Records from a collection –

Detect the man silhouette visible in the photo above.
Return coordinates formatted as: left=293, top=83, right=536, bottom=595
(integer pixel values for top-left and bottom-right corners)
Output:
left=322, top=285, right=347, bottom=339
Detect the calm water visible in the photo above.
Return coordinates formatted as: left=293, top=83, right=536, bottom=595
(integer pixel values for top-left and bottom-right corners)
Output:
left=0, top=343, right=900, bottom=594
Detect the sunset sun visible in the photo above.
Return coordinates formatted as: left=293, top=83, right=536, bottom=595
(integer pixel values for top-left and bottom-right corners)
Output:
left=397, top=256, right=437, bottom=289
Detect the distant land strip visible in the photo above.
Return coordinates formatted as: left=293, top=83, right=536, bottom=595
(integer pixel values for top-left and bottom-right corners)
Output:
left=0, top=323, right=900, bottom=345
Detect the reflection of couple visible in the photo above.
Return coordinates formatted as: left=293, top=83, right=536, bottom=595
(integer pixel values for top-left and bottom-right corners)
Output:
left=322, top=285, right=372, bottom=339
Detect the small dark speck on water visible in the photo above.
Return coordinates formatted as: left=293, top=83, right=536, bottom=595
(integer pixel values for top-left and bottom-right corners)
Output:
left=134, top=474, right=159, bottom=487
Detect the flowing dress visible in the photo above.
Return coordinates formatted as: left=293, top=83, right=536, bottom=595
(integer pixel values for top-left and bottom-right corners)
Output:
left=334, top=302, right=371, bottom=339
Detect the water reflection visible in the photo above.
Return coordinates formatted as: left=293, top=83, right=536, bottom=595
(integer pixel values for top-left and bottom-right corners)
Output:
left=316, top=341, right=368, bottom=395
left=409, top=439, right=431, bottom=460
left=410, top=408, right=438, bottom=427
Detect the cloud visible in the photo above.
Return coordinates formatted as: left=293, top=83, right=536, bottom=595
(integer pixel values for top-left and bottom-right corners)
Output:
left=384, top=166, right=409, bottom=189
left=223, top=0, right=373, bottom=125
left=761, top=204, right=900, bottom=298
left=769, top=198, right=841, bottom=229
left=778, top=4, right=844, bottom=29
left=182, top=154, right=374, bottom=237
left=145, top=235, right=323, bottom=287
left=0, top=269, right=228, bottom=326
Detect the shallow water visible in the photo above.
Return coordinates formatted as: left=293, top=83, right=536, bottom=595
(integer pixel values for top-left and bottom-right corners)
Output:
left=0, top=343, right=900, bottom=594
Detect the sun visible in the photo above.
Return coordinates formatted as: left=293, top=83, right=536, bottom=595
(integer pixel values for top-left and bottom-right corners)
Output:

Problem to work on – Reproduce every one of the lines above exactly as they appear, from the first to the last.

Answer in full –
Detect the man silhouette visible in the photo above.
Return coordinates formatted as: left=293, top=83, right=536, bottom=595
(integer pixel values for top-left and bottom-right corners)
Output:
left=322, top=285, right=347, bottom=339
Detect the calm water visible in the photo above.
Return coordinates formatted as: left=293, top=83, right=536, bottom=595
(integer pixel values for top-left and bottom-right corners)
Output:
left=0, top=343, right=900, bottom=594
Detect the sunset sun visible in the photo above.
Return coordinates formatted as: left=293, top=83, right=536, bottom=595
(integer pixel values for top-left and bottom-right corners)
Output:
left=397, top=256, right=437, bottom=289
Detect the distant land strip visible in the photo above.
Return coordinates formatted as: left=293, top=83, right=536, bottom=595
(integer pixel values for top-left and bottom-right corners)
Output:
left=0, top=323, right=900, bottom=345
Detect the reflection of couple visible in the photo above.
Return coordinates formatted as: left=293, top=83, right=536, bottom=595
(integer pixel values for top-left and bottom-right corners)
Output:
left=322, top=285, right=372, bottom=339
Detect the small dark speck on water visible in the photo above.
Return coordinates formatted as: left=293, top=83, right=536, bottom=595
(integer pixel values for top-left and bottom-right corners)
Output:
left=134, top=474, right=159, bottom=487
Detect the flowing dress visible in the photo above.
Return coordinates formatted as: left=293, top=83, right=536, bottom=595
(integer pixel values for top-left and bottom-right corners)
Output:
left=334, top=302, right=371, bottom=339
Detect the water reflection visible in the photo above.
Return coordinates formatted as: left=293, top=83, right=536, bottom=595
(integer pixel values for top-left and bottom-right corners)
Output:
left=316, top=341, right=368, bottom=395
left=409, top=439, right=431, bottom=460
left=410, top=408, right=438, bottom=427
Detect the cloud visible in the photo above.
Return coordinates formatted as: left=293, top=83, right=536, bottom=595
(integer pixel values for top-left and bottom-right corners)
Output:
left=384, top=166, right=409, bottom=189
left=223, top=0, right=373, bottom=125
left=761, top=204, right=900, bottom=298
left=769, top=198, right=841, bottom=229
left=778, top=4, right=844, bottom=29
left=182, top=154, right=374, bottom=237
left=145, top=235, right=323, bottom=287
left=0, top=269, right=228, bottom=326
Detect the shallow water visible in the photo above.
Return coordinates formatted as: left=293, top=83, right=536, bottom=595
(integer pixel values for top-left and bottom-right corners)
Output:
left=0, top=343, right=900, bottom=594
Detect the sun visible in the photo above.
Return coordinates formatted as: left=293, top=83, right=536, bottom=595
(integer pixel values for top-left and bottom-right corners)
Output:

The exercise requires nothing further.